# WHAT TO WORK ON:
Restate all data exactly. No images.

Saved data entries:
==================================================

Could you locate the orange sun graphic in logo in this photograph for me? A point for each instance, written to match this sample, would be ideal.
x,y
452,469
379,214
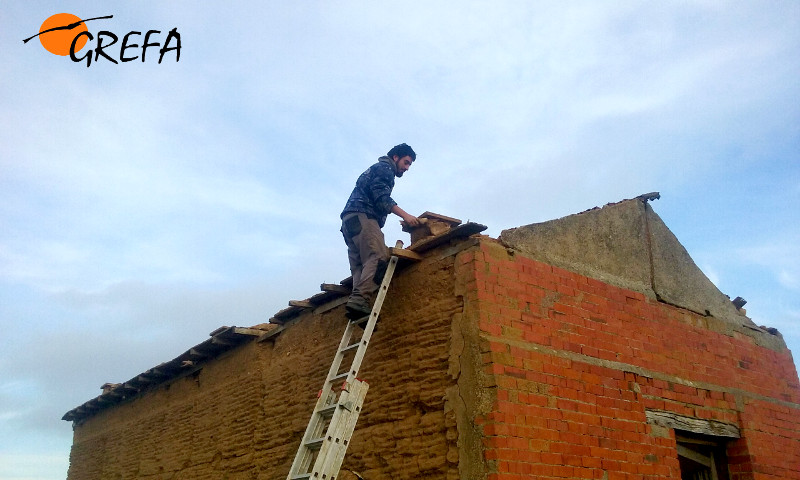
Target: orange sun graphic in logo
x,y
58,32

==================================================

# RESULT:
Could you locate the orange sun graphic in logo in this photograph for me? A point for each instance, written to match this sample, would be ideal.
x,y
452,469
379,214
Target: orange sun graphic in logo
x,y
58,32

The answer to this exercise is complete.